- _EXERCISE_
Copy every one of the following entries line for line, changing no character.

::::::::

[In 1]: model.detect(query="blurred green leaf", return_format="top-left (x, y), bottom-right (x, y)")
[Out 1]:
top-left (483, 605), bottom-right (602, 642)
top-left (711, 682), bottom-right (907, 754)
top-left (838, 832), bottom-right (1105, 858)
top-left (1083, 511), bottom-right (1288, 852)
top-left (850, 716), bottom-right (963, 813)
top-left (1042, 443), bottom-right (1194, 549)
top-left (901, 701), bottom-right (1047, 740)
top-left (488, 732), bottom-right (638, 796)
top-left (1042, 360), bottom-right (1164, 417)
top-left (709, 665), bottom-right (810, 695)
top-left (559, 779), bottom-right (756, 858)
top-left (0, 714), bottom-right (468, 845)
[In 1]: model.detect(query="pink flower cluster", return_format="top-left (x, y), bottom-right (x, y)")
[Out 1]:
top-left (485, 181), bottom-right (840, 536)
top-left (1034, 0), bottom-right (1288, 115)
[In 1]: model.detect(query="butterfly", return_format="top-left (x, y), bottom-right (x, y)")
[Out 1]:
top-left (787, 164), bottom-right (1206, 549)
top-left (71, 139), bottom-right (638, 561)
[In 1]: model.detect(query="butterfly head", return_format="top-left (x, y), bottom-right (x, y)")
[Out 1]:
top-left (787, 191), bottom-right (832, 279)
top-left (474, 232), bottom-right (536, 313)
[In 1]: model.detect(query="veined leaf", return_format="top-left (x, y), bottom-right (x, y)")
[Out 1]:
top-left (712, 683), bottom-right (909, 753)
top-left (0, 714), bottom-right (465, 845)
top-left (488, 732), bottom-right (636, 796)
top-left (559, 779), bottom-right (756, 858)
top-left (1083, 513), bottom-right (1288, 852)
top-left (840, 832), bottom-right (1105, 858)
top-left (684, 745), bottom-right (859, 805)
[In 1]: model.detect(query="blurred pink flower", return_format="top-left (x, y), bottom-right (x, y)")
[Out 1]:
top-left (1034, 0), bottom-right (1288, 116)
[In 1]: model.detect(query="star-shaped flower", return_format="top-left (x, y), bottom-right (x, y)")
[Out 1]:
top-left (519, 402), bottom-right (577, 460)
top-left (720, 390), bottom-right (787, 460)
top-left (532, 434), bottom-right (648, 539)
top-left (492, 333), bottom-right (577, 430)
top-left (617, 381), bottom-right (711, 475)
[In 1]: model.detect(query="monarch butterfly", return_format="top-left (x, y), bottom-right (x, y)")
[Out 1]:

::::::::

- _EXERCISE OUTPUT_
[In 1]: model.detect(query="blurred green leaf", return_format="top-left (x, y), bottom-right (x, y)")
[Out 1]:
top-left (483, 605), bottom-right (602, 642)
top-left (711, 682), bottom-right (907, 754)
top-left (838, 832), bottom-right (1105, 858)
top-left (1083, 511), bottom-right (1288, 852)
top-left (850, 716), bottom-right (963, 813)
top-left (1042, 443), bottom-right (1194, 549)
top-left (901, 701), bottom-right (1047, 740)
top-left (488, 732), bottom-right (638, 796)
top-left (1042, 360), bottom-right (1164, 417)
top-left (709, 665), bottom-right (810, 695)
top-left (559, 779), bottom-right (756, 858)
top-left (0, 714), bottom-right (468, 845)
[In 1]: model.detect(query="pink flower cluster", return_format="top-left (x, y), bottom-right (x, y)")
[Out 1]:
top-left (485, 181), bottom-right (840, 536)
top-left (1034, 0), bottom-right (1288, 115)
[In 1]: model.detect(query="butterfly", return_format="top-left (x, y), bottom-right (x, y)")
[Out 1]:
top-left (787, 164), bottom-right (1206, 549)
top-left (71, 139), bottom-right (638, 561)
[In 1]: model.detect(query="butterfly head", return_format="top-left (x, y), bottom-right (x, y)")
[Out 1]:
top-left (787, 191), bottom-right (832, 279)
top-left (474, 232), bottom-right (536, 313)
[In 1]: model.detect(query="veined leaf", return_format="top-left (x, y), bottom-right (x, y)")
[Out 1]:
top-left (712, 683), bottom-right (909, 753)
top-left (0, 714), bottom-right (465, 845)
top-left (488, 732), bottom-right (636, 796)
top-left (559, 779), bottom-right (756, 858)
top-left (1083, 513), bottom-right (1288, 852)
top-left (840, 832), bottom-right (1105, 858)
top-left (684, 745), bottom-right (859, 805)
[In 1]: model.detect(query="blurred pink flower", return_format="top-left (x, y), bottom-right (x, y)")
[Out 1]:
top-left (1034, 0), bottom-right (1288, 116)
[In 1]: model.detect(query="star-shaped flower", return_format="top-left (x, y), bottom-right (x, y)")
[Out 1]:
top-left (519, 402), bottom-right (577, 460)
top-left (720, 390), bottom-right (787, 460)
top-left (532, 434), bottom-right (648, 539)
top-left (492, 333), bottom-right (577, 430)
top-left (617, 381), bottom-right (711, 475)
[In 1]: model.detect(query="monarch butterfly", return_format="top-left (x, y), bottom-right (x, y)")
[Out 1]:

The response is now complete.